Font of Radiance: A very fun rider on your Radiant powers should you crit, giving you a neat source of damage for the target of your crit and any sad sap that wanders too close to him.

Quickened Spellcasting: Considering how small the dice tend to be on your at-wills, and the fact that you can't double up on Curse dice, this isn't _quite_ as amazing as it is for your Wizard and Sorcerer cousins, who can obliterate the scene with a 1/enc minor action AOE. Still, the availability of minor action attacks is what make Strikers tick, and once per encounter, you can channel your inner Ranger.

Rapid Regeneration: For Con'locks, this makes any source of Regeneration you possess horribly wrong, and is another source of fuel for powers like _Doom of Delban_.

Trusted Spellcasting: A miss option for your favorite encounter power is undeniably cool, especially ones that are large-radius AOEs (_Cursegrind_ in particular).
[/sblock][/sblock]
*Racial Feats*
[sblock]
*Dragonborn*
[sblock]
Adaptable Breath (Heroic): This should allow you to adjust the damage types of your own powers between your old choice of your breath damage keyword and your new one, should you use a _Rod of the Dragonborn_; and the feat is rated as such.

Bolstering Breath (Heroic): You're touted as evil, but you can make sure you don't come off that way if your friends keep getting in your grill. Plus, let your breath provide a neat little buff in any case.

Draconic Spellcaster (Heroic): Two feats smushed into one... if you use a _Rod of the Dragonborn_. It also scales the "old way" (1st/15th/25th levels), so be careful about that. This is required for the _Ninefold Master_ Paragon Path.

Enlarged Dragonbreath (Heroic), Hurl Breath (Heroic): Two neat options for strengthening your field of presence on the battlefield with your Racial power.

Powerful Breath (Heroic): Cha'locks, take this feat. You absolutely need it.

Written instruction 1 :: According to the feat ratings, which feat is required for the Ninefold Master Paragon Path?
Written instruction 2 :: Continue the warlock feat ratings from where they stop.
You can skip the rows that follow.

Stored items
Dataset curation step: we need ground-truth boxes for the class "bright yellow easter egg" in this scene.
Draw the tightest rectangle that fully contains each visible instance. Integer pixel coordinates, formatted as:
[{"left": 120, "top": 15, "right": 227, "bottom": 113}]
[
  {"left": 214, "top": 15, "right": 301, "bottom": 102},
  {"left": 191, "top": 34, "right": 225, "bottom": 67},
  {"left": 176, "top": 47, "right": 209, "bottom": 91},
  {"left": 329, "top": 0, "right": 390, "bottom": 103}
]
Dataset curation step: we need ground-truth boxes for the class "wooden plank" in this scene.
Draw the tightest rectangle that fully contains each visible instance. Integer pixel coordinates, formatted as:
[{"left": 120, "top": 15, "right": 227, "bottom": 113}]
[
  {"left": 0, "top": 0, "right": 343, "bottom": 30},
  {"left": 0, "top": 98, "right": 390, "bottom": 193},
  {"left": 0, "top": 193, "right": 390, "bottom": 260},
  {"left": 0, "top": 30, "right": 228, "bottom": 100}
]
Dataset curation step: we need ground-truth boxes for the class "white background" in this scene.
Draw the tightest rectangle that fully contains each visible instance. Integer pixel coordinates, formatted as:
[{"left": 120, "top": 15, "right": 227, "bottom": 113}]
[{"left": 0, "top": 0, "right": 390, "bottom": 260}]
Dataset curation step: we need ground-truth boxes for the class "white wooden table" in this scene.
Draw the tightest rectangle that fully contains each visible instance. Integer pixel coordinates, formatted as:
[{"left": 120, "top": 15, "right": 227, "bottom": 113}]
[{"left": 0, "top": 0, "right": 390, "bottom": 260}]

--

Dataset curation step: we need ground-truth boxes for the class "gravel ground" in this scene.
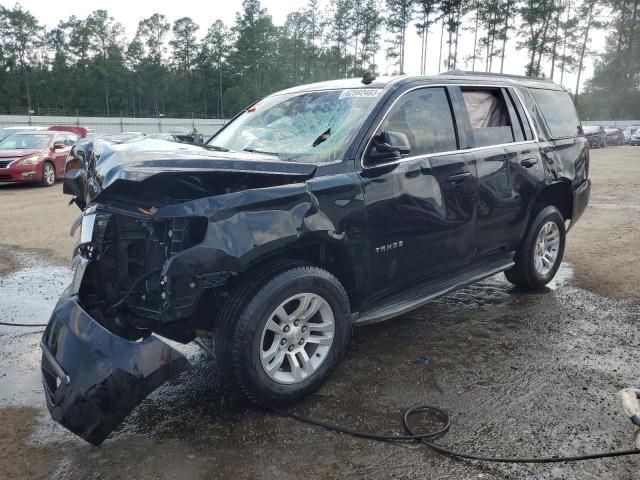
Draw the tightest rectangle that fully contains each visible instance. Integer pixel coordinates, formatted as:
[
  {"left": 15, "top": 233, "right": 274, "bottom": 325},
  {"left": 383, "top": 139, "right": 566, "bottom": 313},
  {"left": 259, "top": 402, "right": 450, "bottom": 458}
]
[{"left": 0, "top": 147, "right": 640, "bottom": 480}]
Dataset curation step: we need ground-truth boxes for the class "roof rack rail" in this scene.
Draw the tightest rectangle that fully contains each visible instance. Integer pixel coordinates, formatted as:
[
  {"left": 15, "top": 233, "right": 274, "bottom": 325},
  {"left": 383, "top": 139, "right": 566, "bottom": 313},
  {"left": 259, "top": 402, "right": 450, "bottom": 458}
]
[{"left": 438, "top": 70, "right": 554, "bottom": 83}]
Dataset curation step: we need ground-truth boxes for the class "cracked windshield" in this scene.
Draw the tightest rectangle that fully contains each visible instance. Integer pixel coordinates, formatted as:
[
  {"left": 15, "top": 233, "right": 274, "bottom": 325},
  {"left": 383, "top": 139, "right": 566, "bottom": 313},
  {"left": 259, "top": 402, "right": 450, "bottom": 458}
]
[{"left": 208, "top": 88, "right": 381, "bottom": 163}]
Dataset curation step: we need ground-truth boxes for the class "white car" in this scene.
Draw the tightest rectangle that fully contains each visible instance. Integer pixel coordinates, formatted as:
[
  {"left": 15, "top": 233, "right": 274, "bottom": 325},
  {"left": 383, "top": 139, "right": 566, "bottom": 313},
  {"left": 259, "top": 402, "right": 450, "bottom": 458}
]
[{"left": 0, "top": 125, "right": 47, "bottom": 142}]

---

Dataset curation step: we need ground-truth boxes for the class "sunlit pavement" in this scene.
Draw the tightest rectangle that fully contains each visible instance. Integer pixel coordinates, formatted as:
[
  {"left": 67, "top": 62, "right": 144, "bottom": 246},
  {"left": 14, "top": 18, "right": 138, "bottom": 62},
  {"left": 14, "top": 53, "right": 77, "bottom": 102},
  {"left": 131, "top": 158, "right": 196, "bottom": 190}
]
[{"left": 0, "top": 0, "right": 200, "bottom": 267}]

Task result 1 :: Draconic Spellcaster (Heroic).

Task result 2 ::
Empowered Dragonbreath (Paragon): You love your Dragonbreath, don't you? Give it the boost it deserves.

*Draconic Triumph* (Epic): On quite a common trigger for you (killing an enemy), get your _Dragonbreath_ back. A multi-encounter Minor Action is something you kind of like as a Striker, and here's the best way for you to get it.
[/sblock]
*Eladrin*
[sblock]Fey Step (Heroic): A prime use for your Racial Power, though falls a little out of favor once you get extra teleports.

Gifted Death Dealer (Heroic): _Requires Eldritch Blast._ Unabashed extra damage with your RBA equal to your Intelligence modifier is fantastic, and makes the power amazing for you. Unfortunately for Eladrin Dark'locks, it'll pretty much wipe away the usefulness of Spiteful Glamor, so...

*Twist the Arcane Fabric* (Heroic): Gain a bit of insurance with your AOEs. War Wizardry will cover this well enough, though.

Fey Shift (Epic): _Requires Fey origin_. Teleport 2 as a move action option completely obsoletes _Ethereal Sidestep_, which is something that's very important to you. Hell, teleporting at will should be important enough.
[/sblock]
*Half-Elf*
[sblock]
Defending Dabbler (Heroic): Add a rather backwards source of Control to your Dilettante power.

Valenar Weapon Training (Heroic): While having a Double Scimitar is rather useless, and a Scimitar isn't exactly prime implement material, a Falchion isn't a terrible way to go for a Melee'lock, and the option to give it and all attacks you use through it (whether weapon or implement) a feat bonus to damage rolls is worthwhile.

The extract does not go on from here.